As you've hopefully noticed at some point in your life, the world is more than a single sheet of paper. In fact, you can have several different sheets of paper, oriented in several different ways. But this is about geometry, not the state of your backpack.
A plane is like an infinitely big sheet of paper that continues forever in all directions. It's sort of like a single slice of the three-dimensional world in the same way that a line is like a single slice of a sheet of paper.
If you want to get philosophical about it, we say that the universe we live in is three-dimensional, each slice of that (each plane) is two-dimensional, each slice of those slices (each line) is one-dimensional, and sometimes just to be ridiculous we say points are zero-dimensional.
Planes go on forever like lines do. We can't draw planes that extend forever and ever, so we use borders to represent them. Unlike lines, we name planes with super-fancy cursive capital letters. You may want to brush up on your calligraphy skills.
Sometimes it's hard to tell from a picture whether a plane contains a given line or a point, so we try to make the drawings very obvious.
Here, plane contains line l and point A, but not line m or point B.
Any three points can be contained in a single plane. To visualize this, imagine a triangle connecting the three points, and simply extend the boundary of the triangle to get a plane. However, if you have more than three points, they might not live on a single plane. A square pyramid is an excellent example of this.
The only plane containing four points is the bottom of the pyramid, and that plane will never contain the vertex of the pyramid. When a bunch of points lie on the same line, we call them collinear, so it only makes sense that when a bunch of points or lines lie on the same plane, we call them coplanar.
Suppose we have a bunch of collinear points. Are they coplanar?
It might seem like we don't have enough information to answer this question, but it turns out that we do. No matter how many points we had, we know for a fact that we can capture collinear points by a single line.
That means if we choose any plane containing that line (and we have infinitely many to choose from just by rotating the plane around the line), that plane must contain all the points. That means the collinear points are also coplanar.
Mathematicians sometimes abbreviate this phenomenon by saying something like "collinearity implies coplanarity" or "collinearity is stronger than coplanarity." To be fair, it has been working out a lot recently.

■ Given request 1
Answer these from the text on planes:
(a) What kind of letters are used to name planes?
(b) What term is used for points or lines that lie on the same plane?
(c) Which shape serves as the example of more than three points that may not lie on a single plane?
■ Given request 2
Carry on writing the explanation of planes, starting after its final sentence.

[Data records]

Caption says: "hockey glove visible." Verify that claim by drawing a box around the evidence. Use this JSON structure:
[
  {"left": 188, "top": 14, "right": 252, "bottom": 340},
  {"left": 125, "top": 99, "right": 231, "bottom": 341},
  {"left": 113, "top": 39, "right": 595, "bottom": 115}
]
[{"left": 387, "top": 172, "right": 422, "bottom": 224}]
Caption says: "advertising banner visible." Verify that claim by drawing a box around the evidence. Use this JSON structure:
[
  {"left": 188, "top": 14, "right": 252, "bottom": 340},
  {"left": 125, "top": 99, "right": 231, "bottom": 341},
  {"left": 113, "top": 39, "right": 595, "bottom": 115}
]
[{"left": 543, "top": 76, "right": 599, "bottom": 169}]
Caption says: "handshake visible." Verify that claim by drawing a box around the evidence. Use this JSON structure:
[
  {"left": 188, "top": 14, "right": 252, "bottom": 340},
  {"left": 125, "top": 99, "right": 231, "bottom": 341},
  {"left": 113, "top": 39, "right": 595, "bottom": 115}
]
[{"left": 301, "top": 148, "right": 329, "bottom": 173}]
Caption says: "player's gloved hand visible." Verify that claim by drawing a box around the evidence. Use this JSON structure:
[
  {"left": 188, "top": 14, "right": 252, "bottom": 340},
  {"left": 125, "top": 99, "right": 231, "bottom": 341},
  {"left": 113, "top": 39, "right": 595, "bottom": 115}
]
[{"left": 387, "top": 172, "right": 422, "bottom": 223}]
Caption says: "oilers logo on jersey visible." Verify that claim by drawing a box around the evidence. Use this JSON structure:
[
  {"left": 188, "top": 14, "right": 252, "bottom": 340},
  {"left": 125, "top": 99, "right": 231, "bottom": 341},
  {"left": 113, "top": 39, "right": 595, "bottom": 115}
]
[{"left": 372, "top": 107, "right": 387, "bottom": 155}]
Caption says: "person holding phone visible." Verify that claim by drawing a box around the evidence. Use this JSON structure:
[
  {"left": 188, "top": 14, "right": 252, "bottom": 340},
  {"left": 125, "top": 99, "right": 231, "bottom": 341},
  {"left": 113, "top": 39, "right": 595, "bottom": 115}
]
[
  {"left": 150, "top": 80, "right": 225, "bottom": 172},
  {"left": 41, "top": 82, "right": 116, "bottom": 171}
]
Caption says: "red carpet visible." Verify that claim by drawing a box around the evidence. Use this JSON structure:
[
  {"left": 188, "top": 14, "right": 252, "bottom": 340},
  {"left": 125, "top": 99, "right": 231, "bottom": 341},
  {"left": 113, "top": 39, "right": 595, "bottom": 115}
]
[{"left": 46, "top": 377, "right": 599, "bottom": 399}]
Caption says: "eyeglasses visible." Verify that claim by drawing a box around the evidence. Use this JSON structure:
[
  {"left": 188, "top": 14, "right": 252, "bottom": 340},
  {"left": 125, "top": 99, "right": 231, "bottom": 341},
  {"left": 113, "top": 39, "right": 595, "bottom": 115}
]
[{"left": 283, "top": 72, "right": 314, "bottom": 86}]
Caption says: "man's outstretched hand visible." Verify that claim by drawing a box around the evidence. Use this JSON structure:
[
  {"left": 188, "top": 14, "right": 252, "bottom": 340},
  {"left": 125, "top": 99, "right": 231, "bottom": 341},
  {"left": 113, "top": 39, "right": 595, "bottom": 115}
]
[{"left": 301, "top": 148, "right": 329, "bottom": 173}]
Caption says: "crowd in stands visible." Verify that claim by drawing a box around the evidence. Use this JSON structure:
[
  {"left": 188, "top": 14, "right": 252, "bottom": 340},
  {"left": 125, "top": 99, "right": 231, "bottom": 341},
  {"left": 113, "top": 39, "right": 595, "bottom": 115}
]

■ Exercise answer 1
(a) Super-fancy cursive capital letters.
(b) Coplanar.
(c) A square pyramid.

■ Exercise answer 2
The relationships between lines and planes are a bit complicated. As we mentioned, any single line can be contained in a plane. Sometimes, though, you have two lines that cannot be contained in a single plane.
AB and DE cannot be contained in a single plane. In this situation, we say the lines are skew. Skew lines are kind of weird—they don't intersect each other, but they're not quite parallel either. If parallel lines were friends and intersecting lines were enemies, skew lines would be people who have never met and don't care about each other one bit.
What about planes interacting with other planes? In three-dimensional space, planes are either parallel or intersecting (in higher dimensional spaces you can have skew planes, but that's too trippy to think about). Parallel planes never meet, looking kind of like this:
Intersecting planes intersect each other. Shocker. They look a little something like this:
Well, as we can see from the picture, the planes intersect in several points. In fact, they intersect in a whole line! If you imagine two intersecting planes as the monitor and keyboard of a laptop, their intersection is the line containing those flimsy joints that you're always paranoid airport security will break when inspecting your computer.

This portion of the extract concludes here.